If interest rates rise in the UK because inflation is high while growth is very low or negative - conditions often called stagflation - then investors need to own “physical assets”, according to James Sullivan, head of partnerships at Tyndall Investment Management.
Central banks are presently grappling with the dilemma that while inflation expectations are rising fast, growth expectations are falling.
Traditionally, central banks lift rates to curb inflation, or cut rates to boost growth. Choosing which issue to prioritise is at the centre of the present interest rate debate, with many policymakers taking the view that the present inflationary spike is transitory in nature.
Sullivan said if the present inflationary pressure does lead to stagflation, “then that doesn’t do anyone any favours. What to own in that environment is likely to be physical assets rather than financial ones. However, that outcome aside, higher rates as a result of meaningful growth and productivity coming back into the system, enhanced somewhat by a supply demand imbalance, should be the sweet spot for equity income.
"Companies that display greater levels of cyclicality, potentially buoyed by a steepening of the yield curve (financials), and have dividend cover ratios capable of sustaining greater pay-out ratios over the short and medium term, would be deemed appropriate bedfellows for such a macro environment.”

Supplied material:
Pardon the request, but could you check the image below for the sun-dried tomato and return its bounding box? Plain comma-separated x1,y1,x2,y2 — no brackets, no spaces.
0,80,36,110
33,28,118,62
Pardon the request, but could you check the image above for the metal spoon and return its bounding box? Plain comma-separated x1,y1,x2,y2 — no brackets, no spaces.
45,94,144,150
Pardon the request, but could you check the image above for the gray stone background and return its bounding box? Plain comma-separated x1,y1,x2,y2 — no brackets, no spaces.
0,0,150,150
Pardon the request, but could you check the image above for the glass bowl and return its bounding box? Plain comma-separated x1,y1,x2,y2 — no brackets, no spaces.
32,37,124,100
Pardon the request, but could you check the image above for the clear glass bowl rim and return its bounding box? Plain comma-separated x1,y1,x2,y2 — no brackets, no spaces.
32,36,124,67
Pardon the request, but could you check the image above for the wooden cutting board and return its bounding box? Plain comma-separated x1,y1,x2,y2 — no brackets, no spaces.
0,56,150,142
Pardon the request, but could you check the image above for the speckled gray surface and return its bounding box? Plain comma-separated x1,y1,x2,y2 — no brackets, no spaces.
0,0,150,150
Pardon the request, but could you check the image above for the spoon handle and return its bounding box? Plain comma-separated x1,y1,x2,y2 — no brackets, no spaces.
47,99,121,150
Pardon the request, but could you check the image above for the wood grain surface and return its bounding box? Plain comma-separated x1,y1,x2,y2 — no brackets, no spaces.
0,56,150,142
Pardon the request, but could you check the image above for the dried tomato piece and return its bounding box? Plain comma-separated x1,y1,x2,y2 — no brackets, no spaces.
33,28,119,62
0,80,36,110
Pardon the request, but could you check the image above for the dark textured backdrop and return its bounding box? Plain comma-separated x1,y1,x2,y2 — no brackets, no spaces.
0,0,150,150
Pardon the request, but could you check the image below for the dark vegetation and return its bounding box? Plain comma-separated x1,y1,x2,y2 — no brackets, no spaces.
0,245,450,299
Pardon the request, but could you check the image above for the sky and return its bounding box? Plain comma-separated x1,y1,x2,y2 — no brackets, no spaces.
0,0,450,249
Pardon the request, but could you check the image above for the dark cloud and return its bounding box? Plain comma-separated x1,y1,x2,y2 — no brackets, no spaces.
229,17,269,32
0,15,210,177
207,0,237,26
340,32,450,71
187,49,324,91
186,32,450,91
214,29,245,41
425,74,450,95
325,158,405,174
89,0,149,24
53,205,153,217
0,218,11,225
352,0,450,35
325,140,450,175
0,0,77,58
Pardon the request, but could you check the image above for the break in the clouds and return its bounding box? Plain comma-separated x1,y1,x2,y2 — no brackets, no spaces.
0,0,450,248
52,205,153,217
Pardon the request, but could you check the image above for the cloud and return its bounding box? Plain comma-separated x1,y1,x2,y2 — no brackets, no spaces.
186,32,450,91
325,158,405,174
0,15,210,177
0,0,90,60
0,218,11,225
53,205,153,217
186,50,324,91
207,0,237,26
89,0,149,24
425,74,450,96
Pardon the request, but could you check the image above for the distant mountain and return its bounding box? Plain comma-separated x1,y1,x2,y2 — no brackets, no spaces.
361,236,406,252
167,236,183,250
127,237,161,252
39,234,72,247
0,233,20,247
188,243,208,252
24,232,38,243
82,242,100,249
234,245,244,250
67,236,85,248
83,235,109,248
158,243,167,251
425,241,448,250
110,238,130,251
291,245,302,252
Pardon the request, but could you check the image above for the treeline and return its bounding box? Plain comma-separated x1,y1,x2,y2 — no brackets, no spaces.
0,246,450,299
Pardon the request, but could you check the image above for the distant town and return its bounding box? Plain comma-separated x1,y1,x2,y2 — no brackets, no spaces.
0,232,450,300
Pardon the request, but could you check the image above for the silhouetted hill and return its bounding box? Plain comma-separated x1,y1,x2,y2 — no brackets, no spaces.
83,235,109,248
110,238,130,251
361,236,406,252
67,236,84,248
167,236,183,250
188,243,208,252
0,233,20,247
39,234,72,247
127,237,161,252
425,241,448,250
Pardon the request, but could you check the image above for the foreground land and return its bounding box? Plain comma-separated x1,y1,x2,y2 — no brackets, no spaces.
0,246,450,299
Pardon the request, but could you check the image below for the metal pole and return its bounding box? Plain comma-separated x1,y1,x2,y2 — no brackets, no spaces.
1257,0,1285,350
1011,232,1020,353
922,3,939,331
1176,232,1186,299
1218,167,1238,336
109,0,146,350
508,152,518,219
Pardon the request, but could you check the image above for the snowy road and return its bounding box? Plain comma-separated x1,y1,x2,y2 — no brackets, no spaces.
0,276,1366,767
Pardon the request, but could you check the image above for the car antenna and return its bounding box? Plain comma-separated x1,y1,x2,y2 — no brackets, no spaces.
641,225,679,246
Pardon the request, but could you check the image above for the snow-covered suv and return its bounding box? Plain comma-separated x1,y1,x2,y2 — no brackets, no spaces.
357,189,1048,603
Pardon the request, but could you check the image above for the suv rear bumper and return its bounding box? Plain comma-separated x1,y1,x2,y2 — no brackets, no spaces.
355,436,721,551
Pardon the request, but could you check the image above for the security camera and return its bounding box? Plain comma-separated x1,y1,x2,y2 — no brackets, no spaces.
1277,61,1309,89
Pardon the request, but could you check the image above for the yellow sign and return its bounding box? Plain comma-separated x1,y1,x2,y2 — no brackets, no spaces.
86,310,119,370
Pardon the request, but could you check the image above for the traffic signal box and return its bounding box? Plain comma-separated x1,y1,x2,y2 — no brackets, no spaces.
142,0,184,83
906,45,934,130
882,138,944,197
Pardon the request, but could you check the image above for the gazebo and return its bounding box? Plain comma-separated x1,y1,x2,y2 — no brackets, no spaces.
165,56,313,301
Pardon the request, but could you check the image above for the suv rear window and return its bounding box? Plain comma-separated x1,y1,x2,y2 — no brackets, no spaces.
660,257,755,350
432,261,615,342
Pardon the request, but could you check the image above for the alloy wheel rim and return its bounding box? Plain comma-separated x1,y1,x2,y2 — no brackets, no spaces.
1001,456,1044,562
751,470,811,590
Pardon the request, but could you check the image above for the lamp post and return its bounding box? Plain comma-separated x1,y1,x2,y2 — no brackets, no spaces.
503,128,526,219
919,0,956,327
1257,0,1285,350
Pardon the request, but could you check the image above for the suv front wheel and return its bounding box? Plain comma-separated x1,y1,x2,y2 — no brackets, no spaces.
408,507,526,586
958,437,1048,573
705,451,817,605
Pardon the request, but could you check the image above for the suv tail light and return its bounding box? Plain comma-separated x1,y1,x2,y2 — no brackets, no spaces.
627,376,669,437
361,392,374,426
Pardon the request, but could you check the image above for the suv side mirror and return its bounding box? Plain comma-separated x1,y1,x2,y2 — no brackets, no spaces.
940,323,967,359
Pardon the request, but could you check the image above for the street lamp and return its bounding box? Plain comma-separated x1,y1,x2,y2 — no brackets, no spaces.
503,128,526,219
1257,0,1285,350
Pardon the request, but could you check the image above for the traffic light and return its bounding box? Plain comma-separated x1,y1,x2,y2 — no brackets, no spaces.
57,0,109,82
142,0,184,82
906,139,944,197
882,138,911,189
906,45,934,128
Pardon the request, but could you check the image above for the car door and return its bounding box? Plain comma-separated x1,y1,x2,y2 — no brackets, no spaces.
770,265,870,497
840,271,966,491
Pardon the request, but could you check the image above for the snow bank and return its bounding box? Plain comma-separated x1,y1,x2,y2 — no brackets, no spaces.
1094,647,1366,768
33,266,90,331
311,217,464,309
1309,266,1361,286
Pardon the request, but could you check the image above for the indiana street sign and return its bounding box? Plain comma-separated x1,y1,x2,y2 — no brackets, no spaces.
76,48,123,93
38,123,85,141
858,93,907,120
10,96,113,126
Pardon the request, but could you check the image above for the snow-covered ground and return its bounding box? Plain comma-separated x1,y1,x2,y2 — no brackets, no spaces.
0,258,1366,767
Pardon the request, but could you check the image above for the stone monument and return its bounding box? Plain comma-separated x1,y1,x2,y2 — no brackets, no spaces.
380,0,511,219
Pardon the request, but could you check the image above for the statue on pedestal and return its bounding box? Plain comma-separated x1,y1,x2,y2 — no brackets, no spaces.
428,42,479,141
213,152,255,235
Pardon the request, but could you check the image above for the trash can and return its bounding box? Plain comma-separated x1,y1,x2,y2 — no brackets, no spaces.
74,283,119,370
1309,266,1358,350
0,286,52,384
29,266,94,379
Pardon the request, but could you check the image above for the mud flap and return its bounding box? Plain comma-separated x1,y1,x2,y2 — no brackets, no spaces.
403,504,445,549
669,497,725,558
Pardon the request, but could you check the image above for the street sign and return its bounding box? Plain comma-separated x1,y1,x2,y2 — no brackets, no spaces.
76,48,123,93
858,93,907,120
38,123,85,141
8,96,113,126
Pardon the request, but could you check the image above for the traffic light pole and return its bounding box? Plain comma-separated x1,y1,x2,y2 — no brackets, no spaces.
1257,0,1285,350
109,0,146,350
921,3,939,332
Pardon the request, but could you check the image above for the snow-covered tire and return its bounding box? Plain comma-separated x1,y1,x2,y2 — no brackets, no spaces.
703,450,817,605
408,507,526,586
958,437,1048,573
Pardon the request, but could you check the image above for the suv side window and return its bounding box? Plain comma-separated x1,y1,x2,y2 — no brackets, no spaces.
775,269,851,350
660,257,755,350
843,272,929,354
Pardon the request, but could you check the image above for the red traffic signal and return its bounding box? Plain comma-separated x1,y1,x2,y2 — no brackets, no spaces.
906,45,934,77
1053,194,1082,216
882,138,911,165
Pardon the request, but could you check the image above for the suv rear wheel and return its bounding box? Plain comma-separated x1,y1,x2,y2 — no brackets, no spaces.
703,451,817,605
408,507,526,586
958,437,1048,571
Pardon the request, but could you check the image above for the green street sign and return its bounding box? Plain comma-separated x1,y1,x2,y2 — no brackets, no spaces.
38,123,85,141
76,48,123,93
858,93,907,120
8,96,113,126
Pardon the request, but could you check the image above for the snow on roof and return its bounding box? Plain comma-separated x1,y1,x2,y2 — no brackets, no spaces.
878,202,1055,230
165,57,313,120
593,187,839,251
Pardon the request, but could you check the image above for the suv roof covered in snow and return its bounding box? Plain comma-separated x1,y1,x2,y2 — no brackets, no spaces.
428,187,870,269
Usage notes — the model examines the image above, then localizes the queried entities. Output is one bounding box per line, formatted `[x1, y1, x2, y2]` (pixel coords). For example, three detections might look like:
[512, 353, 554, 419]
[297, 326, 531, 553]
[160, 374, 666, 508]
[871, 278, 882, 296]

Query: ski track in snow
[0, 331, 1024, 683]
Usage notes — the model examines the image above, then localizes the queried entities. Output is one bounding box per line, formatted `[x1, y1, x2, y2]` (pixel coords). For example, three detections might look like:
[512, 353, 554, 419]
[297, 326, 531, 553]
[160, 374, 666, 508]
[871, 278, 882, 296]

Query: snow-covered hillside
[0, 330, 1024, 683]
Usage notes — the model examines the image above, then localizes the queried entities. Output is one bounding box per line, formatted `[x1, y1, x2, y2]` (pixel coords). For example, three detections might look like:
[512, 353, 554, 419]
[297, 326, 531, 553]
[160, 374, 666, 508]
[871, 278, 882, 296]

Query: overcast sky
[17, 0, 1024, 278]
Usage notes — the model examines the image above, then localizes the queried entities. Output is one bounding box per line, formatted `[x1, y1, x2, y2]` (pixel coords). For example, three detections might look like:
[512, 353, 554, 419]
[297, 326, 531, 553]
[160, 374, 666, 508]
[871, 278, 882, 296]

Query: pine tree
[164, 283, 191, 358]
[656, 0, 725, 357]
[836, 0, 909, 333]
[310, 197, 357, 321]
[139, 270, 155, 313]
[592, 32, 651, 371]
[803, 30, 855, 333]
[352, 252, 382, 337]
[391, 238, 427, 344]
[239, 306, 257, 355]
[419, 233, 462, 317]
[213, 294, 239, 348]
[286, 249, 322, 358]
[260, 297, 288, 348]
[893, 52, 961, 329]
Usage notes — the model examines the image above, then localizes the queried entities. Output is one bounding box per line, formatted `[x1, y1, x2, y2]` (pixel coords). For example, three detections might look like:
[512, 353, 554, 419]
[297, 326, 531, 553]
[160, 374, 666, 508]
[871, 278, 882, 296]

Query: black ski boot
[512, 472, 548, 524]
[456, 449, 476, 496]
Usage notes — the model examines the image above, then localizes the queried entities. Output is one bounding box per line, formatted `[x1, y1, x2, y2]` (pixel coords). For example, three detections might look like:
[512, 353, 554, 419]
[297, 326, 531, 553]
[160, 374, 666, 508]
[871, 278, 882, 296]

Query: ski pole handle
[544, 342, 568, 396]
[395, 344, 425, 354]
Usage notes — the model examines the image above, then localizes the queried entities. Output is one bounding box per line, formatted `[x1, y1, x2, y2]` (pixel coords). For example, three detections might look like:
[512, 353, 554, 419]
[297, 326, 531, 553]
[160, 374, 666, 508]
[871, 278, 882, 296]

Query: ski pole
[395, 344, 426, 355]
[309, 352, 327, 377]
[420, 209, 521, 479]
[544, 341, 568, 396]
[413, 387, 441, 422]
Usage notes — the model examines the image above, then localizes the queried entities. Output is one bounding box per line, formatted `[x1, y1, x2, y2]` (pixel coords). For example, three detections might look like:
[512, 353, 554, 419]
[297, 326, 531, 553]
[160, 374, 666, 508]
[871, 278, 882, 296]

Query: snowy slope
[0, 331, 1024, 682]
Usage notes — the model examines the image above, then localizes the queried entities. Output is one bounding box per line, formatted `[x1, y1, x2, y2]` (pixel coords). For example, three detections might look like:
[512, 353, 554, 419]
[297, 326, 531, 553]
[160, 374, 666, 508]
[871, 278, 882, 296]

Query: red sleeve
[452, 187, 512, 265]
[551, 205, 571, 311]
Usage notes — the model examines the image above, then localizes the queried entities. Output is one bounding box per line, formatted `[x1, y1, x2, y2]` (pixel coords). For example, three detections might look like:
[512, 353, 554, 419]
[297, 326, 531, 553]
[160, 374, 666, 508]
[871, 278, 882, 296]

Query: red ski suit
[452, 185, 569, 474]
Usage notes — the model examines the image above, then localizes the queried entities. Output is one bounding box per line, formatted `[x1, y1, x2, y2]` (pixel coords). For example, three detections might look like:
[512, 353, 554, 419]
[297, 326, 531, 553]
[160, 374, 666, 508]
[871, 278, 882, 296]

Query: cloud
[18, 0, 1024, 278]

Problems and tasks:
a) Rewrite the passage on stagflation and interest rates between "If interest rates" and "Tyndall Investment Management.", inclusive, replacing "investors" with "savers".
b) Extend the passage on stagflation and interest rates, picking up after its final sentence.

Answers to the tasks:
a)
If interest rates rise in the UK because inflation is high while growth is very low or negative - conditions often called stagflation - then savers need to own “physical assets”, according to James Sullivan, head of partnerships at Tyndall Investment Management.

b)
If the inflation and rate rises come as a result of more normal factors, such as strong economic growth, then Sullivan believes that, while the market is focused on a range of assets to deal with this scenario, he says the best option may be equity income shares, as many of those have traded at low valuations over the past decade.
Adam Avigdori, who jointly runs the BlackRock Income and Growth investment trust said: “Rising inflation has, understandably, led to a preoccupation with the likelihood of a rise in interest rates.
“For income investors, we would highlight the more positive picture we see, with cash generation improving and dividends payments recovering.
"Broadly speaking we've been surprised by how quickly dividends have come back with large contributions from the mining sector where several companies have been able to pay large special dividends. While dividends are not far off from pre-Covid levels as the majority of companies are paying dividends once more, we note the large contribution from special dividends that may not persist. We view the outlook for ordinary dividends for the UK market with optimism as most companies have emerged from the Covid crisis with appropriate dividend policies.”